EXTRACT PROVIDED:
You close the email, but the email doesn’t close you.
You’re back in Illustrator, or the manuscript, or the storyboard — and some fraction of your mind is still composing a reply, still turning over that ambiguous sentence from a client. The file is open. You are not fully in it.
Researchers have a name for this: attention residue. The term comes from Sophie Leroy, a professor at the University of Washington Bothell, whose 2009 paper in Organizational Behavior and Human Decision Processes carried a title most creatives will recognize as autobiography: “Why is it so hard to do my work?”
What the research actually says
Leroy’s core finding is simple and uncomfortable. When you switch from Task A to Task B, your attention doesn’t switch cleanly. A residue of cognitive activity stays attached to Task A — you keep processing it below the surface — and that residue degrades your performance on Task B.
Two details from her work matter for how you structure a creative day.
First, incomplete tasks leave the most residue. When participants in Leroy’s studies were pulled off a task before finishing it, they performed measurably worse on the next task than participants who had reached a stopping point. An unfinished thing keeps a claim on your attention. Psychologists have known a version of this since the 1920s (the Zeigarnik effect — we remember interrupted tasks better than completed ones), but Leroy showed the cost side: the open loop isn’t just memorable, it’s expensive.
Second, time pressure at the moment of switching helps close the loop. Participants who wrapped up Task A under a deadline — forced to reach some conclusion, even a provisional one — carried less residue into Task B. The mind seems willing to release a task it has explicitly closed, even temporarily.
Why creative work pays the highest tax
Attention residue is a tax on everyone, but the rate isn’t flat.
Administrative work is mostly shallow-state: the context you need fits in a sticky note. Creative work is deep-state. A designer holding a layout system in mind, a writer holding a chapter’s argument, an illustrator holding a color logic — these are large, fragile mental structures that take real time to assemble. This is the “loading the problem into your head” phase every creative knows: the first twenty minutes where you’re not producing anything, you’re just re-becoming the person who understands this project.

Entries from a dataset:
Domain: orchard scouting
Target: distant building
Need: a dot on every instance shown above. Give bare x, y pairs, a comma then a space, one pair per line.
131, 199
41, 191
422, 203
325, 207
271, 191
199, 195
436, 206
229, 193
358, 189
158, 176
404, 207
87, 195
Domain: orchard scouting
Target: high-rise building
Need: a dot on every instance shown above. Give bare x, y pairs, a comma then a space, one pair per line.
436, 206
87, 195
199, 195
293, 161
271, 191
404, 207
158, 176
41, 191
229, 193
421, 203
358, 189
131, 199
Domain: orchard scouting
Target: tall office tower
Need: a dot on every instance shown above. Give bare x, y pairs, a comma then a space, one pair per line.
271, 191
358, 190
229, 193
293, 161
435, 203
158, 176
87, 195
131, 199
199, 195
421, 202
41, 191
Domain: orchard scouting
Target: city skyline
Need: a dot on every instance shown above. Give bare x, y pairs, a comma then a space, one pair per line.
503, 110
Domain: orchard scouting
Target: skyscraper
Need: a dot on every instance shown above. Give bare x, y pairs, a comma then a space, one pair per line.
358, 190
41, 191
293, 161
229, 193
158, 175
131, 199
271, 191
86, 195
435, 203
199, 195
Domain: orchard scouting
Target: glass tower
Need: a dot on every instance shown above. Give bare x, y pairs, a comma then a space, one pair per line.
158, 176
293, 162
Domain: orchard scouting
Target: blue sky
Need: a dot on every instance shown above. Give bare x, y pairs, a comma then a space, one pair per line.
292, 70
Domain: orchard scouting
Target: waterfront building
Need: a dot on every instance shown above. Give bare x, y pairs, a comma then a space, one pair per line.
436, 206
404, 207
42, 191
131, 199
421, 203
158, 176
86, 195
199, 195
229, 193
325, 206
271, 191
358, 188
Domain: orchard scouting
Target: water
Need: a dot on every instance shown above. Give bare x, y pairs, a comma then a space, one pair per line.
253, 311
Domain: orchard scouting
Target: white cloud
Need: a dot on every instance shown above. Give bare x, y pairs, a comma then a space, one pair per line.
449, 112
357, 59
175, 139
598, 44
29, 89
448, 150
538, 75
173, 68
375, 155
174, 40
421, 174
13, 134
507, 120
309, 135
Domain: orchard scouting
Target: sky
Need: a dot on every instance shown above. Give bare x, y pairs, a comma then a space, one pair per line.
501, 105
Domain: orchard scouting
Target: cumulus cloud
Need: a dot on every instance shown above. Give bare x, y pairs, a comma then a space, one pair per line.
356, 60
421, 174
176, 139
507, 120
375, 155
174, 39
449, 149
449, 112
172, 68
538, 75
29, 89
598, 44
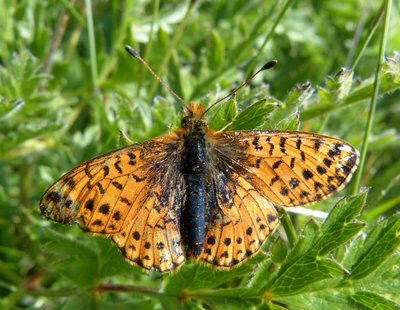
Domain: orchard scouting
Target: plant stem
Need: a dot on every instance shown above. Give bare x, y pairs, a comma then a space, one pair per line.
375, 94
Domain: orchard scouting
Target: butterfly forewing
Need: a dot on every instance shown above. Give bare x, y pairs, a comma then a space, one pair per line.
288, 168
133, 194
137, 194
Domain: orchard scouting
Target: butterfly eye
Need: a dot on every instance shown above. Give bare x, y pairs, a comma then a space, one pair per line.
200, 125
186, 121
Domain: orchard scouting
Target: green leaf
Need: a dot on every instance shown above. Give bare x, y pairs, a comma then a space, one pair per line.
252, 116
373, 301
338, 227
223, 114
9, 106
303, 272
382, 242
216, 51
299, 95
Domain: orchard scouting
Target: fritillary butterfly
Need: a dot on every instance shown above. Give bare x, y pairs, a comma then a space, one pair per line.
197, 193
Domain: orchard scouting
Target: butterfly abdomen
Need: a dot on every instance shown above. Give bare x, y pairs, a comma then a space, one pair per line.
194, 170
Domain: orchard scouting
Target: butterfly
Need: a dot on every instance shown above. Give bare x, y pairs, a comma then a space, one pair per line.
199, 194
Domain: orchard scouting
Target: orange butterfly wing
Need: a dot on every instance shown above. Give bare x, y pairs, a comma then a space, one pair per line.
255, 170
132, 194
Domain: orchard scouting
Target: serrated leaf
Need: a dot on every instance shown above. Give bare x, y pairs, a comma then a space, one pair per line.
292, 122
303, 272
380, 244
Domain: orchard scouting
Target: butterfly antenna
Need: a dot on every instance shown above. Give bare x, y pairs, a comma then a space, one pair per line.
267, 66
131, 51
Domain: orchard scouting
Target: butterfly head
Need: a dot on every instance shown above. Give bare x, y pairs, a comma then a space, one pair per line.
193, 123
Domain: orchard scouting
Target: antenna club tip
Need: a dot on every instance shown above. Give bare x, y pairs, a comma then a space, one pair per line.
131, 51
269, 65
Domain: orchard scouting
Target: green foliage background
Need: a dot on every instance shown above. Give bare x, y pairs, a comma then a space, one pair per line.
67, 89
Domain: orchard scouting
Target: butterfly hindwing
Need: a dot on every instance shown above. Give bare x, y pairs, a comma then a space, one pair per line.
255, 170
240, 222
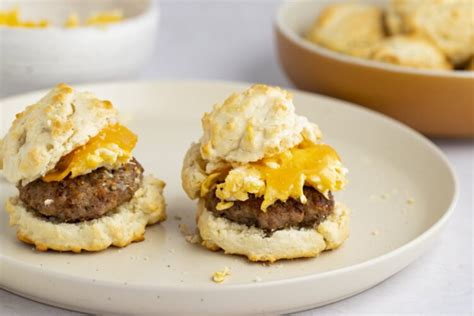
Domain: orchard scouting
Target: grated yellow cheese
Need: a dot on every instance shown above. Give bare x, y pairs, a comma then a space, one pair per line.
11, 18
280, 177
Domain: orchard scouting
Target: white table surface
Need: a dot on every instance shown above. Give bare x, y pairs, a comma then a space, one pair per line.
233, 40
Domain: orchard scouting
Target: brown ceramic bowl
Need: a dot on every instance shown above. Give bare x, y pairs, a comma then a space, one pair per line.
436, 103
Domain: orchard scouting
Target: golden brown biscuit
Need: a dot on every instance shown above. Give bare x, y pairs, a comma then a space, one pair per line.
448, 24
411, 52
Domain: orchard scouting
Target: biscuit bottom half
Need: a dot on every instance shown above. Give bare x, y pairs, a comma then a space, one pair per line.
291, 243
118, 228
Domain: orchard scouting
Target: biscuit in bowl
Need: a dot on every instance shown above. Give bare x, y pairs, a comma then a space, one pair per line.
448, 24
410, 52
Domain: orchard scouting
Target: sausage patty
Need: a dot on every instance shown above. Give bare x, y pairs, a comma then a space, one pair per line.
279, 215
84, 197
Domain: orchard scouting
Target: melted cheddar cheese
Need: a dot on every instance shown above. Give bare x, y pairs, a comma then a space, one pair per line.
280, 177
111, 148
104, 18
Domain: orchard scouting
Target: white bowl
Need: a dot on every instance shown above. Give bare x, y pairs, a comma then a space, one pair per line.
38, 58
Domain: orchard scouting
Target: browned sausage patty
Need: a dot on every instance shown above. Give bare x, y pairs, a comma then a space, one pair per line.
279, 215
85, 197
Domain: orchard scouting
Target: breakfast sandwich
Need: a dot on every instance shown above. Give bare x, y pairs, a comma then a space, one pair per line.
80, 188
265, 180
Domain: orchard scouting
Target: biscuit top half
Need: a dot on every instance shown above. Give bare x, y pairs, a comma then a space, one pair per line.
254, 124
66, 133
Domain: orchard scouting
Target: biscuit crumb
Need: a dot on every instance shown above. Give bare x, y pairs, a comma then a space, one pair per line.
192, 238
184, 229
220, 276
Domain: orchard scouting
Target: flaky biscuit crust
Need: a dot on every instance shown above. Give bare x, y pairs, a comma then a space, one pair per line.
256, 123
44, 132
411, 52
348, 28
119, 229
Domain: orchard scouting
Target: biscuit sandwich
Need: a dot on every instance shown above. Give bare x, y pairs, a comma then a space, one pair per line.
80, 188
264, 180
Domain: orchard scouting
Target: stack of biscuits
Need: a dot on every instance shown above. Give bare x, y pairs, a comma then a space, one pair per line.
435, 34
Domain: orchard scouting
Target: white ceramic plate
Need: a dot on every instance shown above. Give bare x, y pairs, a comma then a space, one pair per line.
390, 166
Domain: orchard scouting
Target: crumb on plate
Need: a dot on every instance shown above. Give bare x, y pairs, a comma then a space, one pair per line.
220, 276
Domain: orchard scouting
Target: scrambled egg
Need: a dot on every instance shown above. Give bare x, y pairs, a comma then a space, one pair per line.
11, 18
111, 148
280, 177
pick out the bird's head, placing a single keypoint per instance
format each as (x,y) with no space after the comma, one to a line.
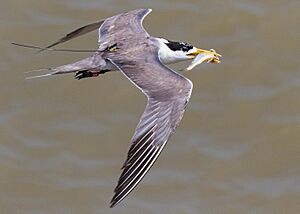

PROBLEM TO WORK ON:
Pick up the article on attention residue and creative work after its last sentence and keep writing it.

WRITTEN REPLY:
Residue attacks exactly that structure. Switch to Slack for ninety seconds and you don’t lose ninety seconds — you lose some portion of the structure, plus the rebuild time, plus you work with degraded attention while rebuilding. The interruption is small; the demolition is not.
This is why a day of constant small switches can feel busy and produce almost nothing you’re proud of. You spent the whole day paying the loading cost and never got to run the program.
Designing residue out of your day
You can’t eliminate task switching. You can stop doing it accidentally, constantly, and mid-thought. A few structural changes do most of the work:
Batch the shallow work into named blocks. Email, invoices, DMs, and project admin go into one or two fixed windows a day. The point isn’t discipline for its own sake — it’s that a scheduled switch is one your mind can prepare for and close out, while a reactive switch always interrupts something.
Use a “ready-to-resume” note before every switch you can’t avoid. This is Leroy’s own practical suggestion, and it’s the highest-leverage 60 seconds in this article. Before you leave a task, write one line: where you are, what you were about to do next, what you’re worried about. You are giving your brain permission to put the task down because the state has been saved externally. When the client call, school pickup, or fire drill is over, the note reloads the project far faster than memory alone.
End work sessions at a conclusion, not a collision. Leroy’s time-pressure finding suggests that how you stop matters. Stopping because the timer went off mid-decision leaves a heavy residue. Spending the last two minutes reaching a checkpoint — this direction, not that one; this file saved and named — leaves a light one. Give every session a landing, not a crash.
Protect at least one long block. Residue math is brutal for fragmented time but generous to consolidated time. Three separate 40-minute sessions on a project are worth much less than one 2-hour session, because each session pays the full reload cost. If you can defend one long block per day for the project that needs your best thinking, most of the attention-residue problem never occurs. (For how long that block should be — and why your focus collapses on a schedule — see our companion piece on ultradian rhythms and the 90-minute creative.)
Fix the interruption machine itself. None of the above survives contact with a phone that buzzes forty times a day. Batching and long blocks are the strategy; notification hygiene is the infrastructure. They only work together.
The workspace angle
We treat this as an ergonomics topic on purpose. Ergonomics is the science of fitting the work environment to the human — and your attention is part of the environment’s job description, just as much as your lumbar spine.
A monitor at the wrong height costs you comfort over months. An environment that forces twenty unplanned task switches a day costs you your best work today. Both are design problems. Both are fixable with the same move: notice the default, decide it isn’t serving you, and change the setup instead of blaming the human.
Your chair supports your back. Your schedule supports your attention. Most creatives have spent money on the first and never spent a thought on the second.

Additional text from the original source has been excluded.